___ 文本片段

Codeforces Round #321 (Div. 2)-E(线段树+hash

题目:给出一个序列,有两种询问,一种是把某个区间的数全部变为一个数,一种是查询一个区间是否为以d为周期.

思路:线段树维护区间的hash值,然后对于一个区间[l,r]如果[l,r-d]和[l+d,r]相等那么这个区间的周期就是d.

注意cf上的自然溢出hash几乎必然被hack....hack方法见此文:http://codeforces.com/blog/entry/4898

 

/*
* @author:  Cwind
*/
#include <bits/stdc++.h>
#define pb push_back
#define PB pop_back
#define bk back()
#define se second
#define fs first
#define IINF (1<<29)
#define sq(x) (x)*(x)
#define eps 0.000000001
#define clr(x) memset((x),0,sizeof (x))

______
___ 数据摘录

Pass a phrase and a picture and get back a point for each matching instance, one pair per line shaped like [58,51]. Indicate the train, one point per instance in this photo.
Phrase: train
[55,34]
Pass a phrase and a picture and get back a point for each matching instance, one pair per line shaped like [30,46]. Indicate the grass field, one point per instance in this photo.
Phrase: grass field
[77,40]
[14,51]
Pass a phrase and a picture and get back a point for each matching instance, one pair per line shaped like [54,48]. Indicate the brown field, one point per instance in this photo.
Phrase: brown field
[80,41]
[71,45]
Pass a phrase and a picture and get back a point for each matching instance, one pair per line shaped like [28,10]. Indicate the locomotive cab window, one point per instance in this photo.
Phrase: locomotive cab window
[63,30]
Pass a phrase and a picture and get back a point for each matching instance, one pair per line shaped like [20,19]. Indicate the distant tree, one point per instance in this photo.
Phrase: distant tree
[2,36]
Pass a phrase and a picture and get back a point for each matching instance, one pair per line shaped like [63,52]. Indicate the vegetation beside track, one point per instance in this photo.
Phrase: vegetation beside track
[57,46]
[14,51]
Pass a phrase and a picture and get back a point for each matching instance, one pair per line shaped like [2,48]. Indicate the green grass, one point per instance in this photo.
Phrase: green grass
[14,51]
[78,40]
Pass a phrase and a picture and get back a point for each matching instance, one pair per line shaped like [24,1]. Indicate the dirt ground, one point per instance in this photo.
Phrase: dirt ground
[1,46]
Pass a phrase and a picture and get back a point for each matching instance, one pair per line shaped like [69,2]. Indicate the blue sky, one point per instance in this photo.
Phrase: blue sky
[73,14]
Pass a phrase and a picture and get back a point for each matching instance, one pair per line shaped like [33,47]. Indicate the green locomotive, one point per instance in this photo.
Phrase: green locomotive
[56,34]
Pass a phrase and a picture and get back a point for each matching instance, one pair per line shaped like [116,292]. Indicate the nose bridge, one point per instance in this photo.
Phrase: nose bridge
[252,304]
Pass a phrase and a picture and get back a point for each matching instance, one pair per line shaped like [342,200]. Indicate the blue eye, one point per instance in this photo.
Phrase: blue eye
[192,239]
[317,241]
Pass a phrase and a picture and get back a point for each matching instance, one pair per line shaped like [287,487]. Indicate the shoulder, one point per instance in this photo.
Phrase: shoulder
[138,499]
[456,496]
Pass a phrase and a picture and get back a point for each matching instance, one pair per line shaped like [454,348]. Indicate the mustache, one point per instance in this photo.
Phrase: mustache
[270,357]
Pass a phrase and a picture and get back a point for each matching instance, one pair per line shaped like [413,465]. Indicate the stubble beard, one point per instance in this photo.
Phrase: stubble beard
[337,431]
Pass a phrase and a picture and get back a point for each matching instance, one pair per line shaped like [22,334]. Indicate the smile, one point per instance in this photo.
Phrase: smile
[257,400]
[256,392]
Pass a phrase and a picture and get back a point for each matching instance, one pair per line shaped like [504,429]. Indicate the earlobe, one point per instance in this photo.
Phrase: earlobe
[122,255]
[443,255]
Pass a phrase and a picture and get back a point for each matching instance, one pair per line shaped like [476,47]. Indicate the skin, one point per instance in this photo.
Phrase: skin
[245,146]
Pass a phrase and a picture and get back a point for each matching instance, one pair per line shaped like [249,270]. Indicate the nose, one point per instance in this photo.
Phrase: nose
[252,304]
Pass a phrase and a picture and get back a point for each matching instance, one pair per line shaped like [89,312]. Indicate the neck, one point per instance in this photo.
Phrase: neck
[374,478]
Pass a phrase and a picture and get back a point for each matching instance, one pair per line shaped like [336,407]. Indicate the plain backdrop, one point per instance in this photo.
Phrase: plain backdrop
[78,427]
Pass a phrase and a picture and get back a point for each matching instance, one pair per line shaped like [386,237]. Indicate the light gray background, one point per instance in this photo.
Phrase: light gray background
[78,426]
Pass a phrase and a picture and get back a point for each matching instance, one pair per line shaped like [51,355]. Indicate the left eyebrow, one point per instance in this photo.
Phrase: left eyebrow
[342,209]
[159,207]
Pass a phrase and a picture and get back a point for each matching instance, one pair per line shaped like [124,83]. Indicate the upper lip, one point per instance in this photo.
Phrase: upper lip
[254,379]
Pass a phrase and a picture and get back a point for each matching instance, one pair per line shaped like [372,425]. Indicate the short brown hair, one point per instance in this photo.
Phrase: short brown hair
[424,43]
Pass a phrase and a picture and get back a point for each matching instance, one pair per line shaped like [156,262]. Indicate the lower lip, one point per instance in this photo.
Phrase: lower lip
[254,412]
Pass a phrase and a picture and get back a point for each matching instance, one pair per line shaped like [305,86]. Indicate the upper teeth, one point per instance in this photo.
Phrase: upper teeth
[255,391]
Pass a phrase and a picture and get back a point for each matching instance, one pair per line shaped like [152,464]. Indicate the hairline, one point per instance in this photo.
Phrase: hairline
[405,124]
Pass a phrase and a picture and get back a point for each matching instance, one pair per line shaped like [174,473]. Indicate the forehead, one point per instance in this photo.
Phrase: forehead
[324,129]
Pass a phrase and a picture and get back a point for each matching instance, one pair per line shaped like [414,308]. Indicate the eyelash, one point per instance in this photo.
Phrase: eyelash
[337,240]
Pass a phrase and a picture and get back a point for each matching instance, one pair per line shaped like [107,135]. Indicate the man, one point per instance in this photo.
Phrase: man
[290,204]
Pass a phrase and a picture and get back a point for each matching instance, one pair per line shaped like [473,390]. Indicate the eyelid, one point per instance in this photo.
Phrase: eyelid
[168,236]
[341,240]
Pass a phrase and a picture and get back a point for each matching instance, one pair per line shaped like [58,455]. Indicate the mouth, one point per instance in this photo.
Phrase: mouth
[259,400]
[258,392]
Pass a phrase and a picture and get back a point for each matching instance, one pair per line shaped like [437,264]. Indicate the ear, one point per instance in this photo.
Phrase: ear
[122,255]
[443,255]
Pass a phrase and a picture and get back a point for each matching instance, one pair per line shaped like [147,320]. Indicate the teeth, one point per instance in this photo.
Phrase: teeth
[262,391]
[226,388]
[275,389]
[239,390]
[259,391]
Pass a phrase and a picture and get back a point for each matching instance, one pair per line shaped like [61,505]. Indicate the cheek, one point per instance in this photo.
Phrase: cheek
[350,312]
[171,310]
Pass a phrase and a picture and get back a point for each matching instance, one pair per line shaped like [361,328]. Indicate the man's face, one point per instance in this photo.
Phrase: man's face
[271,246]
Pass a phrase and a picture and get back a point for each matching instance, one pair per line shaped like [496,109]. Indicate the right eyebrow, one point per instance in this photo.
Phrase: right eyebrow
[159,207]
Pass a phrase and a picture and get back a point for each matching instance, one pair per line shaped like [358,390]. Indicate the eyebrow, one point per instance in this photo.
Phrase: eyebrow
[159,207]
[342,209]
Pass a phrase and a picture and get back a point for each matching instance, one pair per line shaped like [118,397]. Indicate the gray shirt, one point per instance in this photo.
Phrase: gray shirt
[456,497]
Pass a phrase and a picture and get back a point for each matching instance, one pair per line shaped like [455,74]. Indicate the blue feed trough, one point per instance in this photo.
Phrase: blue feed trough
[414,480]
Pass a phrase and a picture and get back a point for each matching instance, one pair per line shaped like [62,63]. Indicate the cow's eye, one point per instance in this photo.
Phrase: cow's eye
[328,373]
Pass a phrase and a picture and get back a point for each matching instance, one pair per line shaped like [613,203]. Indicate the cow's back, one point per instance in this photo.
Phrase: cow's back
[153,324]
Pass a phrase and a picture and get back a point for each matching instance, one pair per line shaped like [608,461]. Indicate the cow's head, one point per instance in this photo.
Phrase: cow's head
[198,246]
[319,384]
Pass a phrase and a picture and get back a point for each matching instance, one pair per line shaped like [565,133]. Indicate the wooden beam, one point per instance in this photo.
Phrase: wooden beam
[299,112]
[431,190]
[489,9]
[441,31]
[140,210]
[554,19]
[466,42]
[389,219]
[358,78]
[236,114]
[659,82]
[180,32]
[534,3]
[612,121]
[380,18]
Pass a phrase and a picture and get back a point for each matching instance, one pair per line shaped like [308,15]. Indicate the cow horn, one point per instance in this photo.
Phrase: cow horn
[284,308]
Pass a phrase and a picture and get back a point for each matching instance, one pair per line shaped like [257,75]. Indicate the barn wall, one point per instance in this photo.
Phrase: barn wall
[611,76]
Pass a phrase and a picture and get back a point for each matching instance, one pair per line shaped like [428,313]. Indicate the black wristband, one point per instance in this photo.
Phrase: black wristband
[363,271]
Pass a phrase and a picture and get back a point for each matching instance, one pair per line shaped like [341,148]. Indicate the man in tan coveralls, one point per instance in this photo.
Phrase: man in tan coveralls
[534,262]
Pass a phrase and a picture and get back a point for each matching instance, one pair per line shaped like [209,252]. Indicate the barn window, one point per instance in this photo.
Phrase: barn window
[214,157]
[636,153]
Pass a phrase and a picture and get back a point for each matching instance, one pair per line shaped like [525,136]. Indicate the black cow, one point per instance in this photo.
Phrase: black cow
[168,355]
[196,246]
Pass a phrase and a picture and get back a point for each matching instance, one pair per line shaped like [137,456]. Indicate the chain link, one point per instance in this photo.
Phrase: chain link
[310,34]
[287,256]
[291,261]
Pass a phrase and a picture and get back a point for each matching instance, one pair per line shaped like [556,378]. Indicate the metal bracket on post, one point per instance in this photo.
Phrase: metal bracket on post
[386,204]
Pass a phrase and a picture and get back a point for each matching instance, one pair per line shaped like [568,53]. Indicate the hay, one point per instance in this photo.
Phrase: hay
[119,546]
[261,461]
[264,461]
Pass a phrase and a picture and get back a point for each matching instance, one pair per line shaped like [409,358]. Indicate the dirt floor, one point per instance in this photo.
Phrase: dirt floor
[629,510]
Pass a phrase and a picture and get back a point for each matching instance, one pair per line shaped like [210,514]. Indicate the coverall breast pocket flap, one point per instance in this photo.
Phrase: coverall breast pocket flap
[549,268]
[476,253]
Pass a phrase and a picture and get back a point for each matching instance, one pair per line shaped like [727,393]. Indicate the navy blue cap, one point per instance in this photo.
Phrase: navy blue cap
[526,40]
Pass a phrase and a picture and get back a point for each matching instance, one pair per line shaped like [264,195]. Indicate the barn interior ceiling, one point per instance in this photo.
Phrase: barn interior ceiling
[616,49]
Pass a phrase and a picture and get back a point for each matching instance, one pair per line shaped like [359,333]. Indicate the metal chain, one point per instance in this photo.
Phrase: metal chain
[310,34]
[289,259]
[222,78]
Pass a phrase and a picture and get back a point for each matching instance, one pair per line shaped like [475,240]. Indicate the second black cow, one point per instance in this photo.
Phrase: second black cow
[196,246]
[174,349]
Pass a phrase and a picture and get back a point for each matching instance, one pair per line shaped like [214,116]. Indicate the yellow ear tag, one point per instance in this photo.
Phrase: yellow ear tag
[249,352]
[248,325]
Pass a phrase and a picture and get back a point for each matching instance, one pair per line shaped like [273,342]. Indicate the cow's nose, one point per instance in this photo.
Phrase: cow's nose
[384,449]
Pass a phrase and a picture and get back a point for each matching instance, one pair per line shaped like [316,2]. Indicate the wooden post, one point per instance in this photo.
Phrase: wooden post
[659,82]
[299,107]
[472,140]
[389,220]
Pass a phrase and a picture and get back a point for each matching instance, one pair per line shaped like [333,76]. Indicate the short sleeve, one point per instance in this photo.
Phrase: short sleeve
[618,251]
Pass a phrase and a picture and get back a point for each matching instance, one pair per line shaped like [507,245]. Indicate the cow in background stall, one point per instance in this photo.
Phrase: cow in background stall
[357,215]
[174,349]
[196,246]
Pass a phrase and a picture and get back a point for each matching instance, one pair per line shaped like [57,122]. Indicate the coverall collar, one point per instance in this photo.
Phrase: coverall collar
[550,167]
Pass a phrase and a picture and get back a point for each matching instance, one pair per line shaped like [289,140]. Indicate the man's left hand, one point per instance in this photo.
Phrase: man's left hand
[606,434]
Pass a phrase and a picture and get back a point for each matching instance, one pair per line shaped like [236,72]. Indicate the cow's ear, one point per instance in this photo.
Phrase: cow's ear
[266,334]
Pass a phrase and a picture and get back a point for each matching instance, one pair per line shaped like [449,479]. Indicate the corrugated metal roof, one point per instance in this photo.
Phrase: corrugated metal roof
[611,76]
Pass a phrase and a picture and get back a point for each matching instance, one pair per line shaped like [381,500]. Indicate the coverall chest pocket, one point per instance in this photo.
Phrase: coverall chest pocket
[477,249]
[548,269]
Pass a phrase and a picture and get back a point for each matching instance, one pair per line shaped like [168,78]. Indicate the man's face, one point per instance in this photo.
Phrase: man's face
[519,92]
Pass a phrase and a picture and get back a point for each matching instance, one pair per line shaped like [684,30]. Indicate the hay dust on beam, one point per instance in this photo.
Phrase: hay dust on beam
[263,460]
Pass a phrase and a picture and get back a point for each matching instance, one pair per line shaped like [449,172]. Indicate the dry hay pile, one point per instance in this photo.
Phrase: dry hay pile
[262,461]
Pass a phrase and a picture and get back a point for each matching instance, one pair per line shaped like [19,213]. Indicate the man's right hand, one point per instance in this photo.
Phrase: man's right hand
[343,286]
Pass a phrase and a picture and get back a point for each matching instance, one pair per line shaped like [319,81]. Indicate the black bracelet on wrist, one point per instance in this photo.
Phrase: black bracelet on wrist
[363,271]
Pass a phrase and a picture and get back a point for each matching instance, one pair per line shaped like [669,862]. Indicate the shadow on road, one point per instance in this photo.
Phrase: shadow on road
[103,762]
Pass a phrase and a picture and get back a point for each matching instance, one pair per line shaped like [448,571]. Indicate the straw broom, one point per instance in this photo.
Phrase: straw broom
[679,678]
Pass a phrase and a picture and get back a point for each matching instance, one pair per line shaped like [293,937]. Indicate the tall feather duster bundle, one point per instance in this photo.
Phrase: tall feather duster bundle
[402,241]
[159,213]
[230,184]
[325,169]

______

**练习任务:**
[a] 文本片段指出哪种hash在cf上几乎必然被hack?
[b] 统计列表中有多少行含有字符串"coveralls",只写出数字。

**练习答案:**
[a] 自然溢出hash。

[b] 2